TASK DETAILS. Pull out every line of the data that contains the string "wooden", and copy each one in full. Case counts.

MATERIAL SUPPLIED.

------------------------------------------------------------

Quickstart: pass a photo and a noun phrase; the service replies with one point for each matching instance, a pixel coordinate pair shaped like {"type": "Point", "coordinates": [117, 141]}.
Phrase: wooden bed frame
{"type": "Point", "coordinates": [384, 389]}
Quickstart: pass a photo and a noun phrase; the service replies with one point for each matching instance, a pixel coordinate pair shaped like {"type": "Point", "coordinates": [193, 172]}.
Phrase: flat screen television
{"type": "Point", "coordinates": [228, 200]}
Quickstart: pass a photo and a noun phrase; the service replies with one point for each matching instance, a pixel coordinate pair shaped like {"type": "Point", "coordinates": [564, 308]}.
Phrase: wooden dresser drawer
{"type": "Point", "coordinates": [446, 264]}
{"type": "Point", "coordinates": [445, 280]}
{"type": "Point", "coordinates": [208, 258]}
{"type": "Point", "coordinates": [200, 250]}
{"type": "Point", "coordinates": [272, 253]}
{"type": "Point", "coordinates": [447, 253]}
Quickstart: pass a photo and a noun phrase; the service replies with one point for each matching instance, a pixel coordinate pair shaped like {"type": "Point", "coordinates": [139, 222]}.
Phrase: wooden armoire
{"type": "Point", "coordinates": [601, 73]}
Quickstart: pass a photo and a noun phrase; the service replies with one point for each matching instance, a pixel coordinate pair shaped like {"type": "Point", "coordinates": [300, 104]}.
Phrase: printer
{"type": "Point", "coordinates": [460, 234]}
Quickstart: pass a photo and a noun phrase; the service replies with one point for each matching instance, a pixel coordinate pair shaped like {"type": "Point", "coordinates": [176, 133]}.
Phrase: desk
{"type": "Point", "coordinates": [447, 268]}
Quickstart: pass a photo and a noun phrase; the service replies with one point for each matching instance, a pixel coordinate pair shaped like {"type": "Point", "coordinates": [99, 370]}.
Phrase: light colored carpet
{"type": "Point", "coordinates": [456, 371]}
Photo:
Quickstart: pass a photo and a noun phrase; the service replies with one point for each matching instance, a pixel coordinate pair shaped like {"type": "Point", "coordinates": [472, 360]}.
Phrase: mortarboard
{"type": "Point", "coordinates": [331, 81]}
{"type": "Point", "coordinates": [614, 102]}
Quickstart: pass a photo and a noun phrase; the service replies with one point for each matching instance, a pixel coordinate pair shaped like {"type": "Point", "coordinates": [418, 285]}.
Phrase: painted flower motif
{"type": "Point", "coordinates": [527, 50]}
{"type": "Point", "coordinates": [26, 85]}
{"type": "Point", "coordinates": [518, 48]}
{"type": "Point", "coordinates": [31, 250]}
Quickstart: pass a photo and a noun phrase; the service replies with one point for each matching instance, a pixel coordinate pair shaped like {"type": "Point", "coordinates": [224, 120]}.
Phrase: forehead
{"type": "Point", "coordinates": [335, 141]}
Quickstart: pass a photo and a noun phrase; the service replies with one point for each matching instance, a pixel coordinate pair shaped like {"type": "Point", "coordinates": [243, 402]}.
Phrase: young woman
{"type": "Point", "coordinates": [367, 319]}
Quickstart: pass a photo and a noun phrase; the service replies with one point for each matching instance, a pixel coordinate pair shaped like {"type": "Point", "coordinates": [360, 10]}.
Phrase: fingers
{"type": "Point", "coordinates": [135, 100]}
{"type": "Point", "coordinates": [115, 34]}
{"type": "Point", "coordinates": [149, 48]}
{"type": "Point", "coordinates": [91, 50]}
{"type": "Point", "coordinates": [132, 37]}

------------------------------------------------------------

THE SOLUTION.
Phrase: wooden bed frame
Phrase: wooden dresser drawer
Phrase: wooden armoire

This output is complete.